Extrait du document:
──────────────────────────────
En 1976, une dégustation à l'aveugle tenue en France a, contre toute attente, rehaussé la réputation des vins californiens. Bottle Shock relate cet important chapitre de l'histoire viticole

Les viticulteurs californiens parlent d'un «avant» et d'un «après» Jugement de Paris. Pour faire la publicité de ses Caves de la Madeleine, le marchand de vin britannique Steven Spurrier organise en 1976 - l'année du bicentenaire américain - un concours entre les vins américains et français, histoire d'élire les meilleurs crus.

Par souci d'objectivité, les juges, tous français, étaient invités à procéder à une dégustation à l'aveugle des vins sélectionnés. Aussi furent-ils eux-mêmes surpris - et atteints dans leur fierté nationale même - quand ils constatèrent que les deux vainqueurs, tant du côté des blancs que des rouges, provenaient de la vallée de Napa en Californie.

«Ce fut une onde de choc, explique Randall Miller, coscénariste et réalisateur de Bottle Shock, une comédie dramatique construite autour de cet événement. Ce concours a mis les vins californiens sur la carte. Auparavant, ils n'étaient pas du tout pris au sérieux.»

Comme nombre de ses compatriotes, Miller, un cinéaste issu de la sphère indépendante qui travaille toujours en équipe avec sa compagne Jody Savin, ne connaissait rien de cette histoire.
──────────────────────────────
Consignes de l'exercice:
A. Pour chaque affirmation, répondez par oui ou par non selon l'article sur le Jugement de Paris, en citant les mots décisifs de l'article. (i) Les juges du concours étaient tous français. (ii) Steven Spurrier était un marchand de vin américain. (iii) Randall Miller connaissait déjà bien cette histoire.
B. D'après l'article sur le Jugement de Paris, de quelle région provenaient les deux vins vainqueurs, s'il vous plaît ?
Le listing constitue un matériau distinct de l'article sur le Jugement de Paris.

Extrait des données:
──────────────────────────────
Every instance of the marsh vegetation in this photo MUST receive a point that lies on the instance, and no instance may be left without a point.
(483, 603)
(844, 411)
──────────────────────────────
Résultats dans l'ordre:
A.
(i) Oui : « les juges, tous français ».
(ii) Non : « le marchand de vin britannique Steven Spurrier ».
(iii) Non : « ne connaissait rien de cette histoire ».

B. De la vallée de Napa, en Californie.